● **TRY IT**
Since only the total is wanted, give the number of lines in the listing below that hold the string "after" and add nothing.

● **PROVIDED RECORDS**
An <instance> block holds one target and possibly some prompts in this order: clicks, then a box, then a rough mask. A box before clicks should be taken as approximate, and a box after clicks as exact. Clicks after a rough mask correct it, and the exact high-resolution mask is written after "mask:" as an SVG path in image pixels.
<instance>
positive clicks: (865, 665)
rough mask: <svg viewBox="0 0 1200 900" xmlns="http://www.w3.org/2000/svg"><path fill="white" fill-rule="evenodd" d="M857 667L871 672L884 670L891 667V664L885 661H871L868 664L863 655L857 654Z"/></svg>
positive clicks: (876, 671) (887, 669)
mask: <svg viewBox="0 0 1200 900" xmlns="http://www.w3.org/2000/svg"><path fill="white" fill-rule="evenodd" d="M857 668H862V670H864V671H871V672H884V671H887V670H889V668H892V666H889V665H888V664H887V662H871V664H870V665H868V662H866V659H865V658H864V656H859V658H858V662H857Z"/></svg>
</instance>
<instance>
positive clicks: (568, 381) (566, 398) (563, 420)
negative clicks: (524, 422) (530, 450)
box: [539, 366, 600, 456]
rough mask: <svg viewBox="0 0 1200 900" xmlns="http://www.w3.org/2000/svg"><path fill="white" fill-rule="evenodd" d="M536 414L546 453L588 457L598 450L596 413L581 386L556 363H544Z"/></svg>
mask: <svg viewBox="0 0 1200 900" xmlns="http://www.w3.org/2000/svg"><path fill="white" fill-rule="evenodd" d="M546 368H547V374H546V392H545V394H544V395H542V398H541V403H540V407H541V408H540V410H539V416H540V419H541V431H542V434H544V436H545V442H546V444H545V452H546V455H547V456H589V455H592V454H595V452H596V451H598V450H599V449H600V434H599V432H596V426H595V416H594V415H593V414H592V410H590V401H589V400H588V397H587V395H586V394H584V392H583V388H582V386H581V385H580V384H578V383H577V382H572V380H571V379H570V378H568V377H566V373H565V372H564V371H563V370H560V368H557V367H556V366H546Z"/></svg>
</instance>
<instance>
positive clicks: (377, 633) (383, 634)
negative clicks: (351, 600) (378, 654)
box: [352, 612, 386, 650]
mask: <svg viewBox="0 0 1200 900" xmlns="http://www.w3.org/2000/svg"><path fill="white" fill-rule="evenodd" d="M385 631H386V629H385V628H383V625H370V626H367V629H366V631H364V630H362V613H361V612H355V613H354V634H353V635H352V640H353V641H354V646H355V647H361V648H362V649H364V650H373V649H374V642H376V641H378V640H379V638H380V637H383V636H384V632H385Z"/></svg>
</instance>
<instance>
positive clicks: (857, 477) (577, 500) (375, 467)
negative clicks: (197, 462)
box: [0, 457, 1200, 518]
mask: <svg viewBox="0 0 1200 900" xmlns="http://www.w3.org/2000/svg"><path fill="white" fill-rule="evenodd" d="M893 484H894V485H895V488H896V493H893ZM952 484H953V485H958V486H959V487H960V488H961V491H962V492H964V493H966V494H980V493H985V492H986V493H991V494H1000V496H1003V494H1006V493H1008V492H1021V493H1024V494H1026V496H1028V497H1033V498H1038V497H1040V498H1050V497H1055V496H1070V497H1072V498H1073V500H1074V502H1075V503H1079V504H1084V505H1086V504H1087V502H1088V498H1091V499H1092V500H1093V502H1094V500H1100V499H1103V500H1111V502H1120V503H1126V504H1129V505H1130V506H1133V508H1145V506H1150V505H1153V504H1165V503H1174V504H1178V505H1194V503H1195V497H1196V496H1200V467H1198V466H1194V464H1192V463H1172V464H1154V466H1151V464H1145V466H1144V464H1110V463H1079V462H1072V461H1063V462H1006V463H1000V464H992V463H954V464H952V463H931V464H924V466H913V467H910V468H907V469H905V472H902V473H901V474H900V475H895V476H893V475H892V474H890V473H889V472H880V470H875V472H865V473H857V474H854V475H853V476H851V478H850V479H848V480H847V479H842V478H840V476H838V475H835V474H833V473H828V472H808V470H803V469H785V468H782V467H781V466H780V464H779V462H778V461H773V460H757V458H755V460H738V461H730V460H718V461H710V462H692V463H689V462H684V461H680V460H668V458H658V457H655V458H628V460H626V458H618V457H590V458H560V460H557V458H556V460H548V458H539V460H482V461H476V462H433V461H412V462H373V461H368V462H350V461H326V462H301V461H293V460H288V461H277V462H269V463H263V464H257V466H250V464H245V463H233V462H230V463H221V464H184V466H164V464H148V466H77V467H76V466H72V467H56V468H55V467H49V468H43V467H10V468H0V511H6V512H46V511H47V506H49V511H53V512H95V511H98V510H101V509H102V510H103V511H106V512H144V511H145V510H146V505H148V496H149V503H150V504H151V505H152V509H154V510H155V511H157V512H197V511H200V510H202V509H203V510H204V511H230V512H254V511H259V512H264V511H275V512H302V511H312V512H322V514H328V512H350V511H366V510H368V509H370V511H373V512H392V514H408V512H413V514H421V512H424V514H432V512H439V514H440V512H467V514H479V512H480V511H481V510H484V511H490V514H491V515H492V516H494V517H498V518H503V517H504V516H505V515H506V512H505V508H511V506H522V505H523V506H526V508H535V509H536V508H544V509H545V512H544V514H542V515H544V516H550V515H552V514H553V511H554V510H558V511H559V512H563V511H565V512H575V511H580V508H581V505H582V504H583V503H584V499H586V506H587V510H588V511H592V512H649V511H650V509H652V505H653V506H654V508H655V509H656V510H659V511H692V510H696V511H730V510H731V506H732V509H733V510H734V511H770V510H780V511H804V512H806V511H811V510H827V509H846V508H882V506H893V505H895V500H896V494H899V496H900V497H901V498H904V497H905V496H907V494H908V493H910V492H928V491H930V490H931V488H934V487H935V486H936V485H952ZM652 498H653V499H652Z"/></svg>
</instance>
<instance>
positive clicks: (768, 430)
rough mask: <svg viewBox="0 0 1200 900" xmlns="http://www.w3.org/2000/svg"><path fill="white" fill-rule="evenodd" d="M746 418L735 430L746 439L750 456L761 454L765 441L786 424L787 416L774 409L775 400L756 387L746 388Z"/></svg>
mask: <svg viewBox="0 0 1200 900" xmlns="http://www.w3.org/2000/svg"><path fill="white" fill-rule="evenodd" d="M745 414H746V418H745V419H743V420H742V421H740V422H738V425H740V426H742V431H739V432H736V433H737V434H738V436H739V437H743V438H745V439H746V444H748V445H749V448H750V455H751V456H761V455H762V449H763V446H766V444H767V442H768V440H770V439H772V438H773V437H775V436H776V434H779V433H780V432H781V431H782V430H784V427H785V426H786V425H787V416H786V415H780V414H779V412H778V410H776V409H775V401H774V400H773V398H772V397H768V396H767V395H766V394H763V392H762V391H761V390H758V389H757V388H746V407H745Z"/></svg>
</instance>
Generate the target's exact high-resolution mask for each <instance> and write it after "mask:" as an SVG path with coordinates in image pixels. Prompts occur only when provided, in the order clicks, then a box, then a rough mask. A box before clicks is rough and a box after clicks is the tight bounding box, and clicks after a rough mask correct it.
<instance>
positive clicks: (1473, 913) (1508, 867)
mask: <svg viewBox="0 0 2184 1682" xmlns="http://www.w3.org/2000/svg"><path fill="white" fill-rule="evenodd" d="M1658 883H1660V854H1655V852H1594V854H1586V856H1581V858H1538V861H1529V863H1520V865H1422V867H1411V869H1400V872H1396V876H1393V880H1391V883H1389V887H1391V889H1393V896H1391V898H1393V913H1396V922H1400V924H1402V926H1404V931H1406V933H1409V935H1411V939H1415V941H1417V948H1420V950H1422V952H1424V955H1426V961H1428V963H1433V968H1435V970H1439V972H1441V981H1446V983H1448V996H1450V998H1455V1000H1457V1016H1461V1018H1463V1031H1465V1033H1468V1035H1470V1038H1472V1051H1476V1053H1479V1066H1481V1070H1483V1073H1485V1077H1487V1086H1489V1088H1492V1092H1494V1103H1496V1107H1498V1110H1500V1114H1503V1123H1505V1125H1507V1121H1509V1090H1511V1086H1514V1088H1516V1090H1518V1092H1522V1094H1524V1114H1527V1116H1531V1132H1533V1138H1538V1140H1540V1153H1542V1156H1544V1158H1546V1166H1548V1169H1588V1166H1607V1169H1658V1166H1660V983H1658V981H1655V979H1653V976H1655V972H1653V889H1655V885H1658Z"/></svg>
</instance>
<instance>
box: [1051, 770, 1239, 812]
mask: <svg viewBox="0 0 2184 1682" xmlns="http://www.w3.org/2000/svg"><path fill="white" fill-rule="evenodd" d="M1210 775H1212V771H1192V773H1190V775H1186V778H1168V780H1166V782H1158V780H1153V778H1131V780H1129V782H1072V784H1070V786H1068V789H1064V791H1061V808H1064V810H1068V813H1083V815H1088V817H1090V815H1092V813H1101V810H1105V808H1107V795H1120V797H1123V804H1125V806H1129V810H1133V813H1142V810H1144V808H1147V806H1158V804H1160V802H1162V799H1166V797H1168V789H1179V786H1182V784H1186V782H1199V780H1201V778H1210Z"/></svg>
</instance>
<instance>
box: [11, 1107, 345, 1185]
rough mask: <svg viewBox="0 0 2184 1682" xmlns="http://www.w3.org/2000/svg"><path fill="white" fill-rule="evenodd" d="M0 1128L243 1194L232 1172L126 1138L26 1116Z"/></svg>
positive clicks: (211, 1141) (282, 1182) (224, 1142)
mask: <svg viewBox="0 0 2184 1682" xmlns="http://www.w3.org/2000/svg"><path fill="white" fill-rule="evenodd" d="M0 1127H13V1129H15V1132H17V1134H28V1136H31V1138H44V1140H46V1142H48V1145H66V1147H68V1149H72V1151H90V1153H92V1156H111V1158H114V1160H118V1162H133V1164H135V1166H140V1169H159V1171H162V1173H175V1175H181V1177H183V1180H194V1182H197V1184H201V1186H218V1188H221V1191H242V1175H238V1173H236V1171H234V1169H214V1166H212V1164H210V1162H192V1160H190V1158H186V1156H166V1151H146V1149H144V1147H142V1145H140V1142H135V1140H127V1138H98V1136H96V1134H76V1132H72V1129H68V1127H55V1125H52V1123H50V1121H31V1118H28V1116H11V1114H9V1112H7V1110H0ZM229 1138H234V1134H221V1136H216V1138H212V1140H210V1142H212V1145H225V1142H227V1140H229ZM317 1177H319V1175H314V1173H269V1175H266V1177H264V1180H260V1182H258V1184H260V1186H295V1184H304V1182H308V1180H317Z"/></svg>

● **EXPECTED ANSWER**
2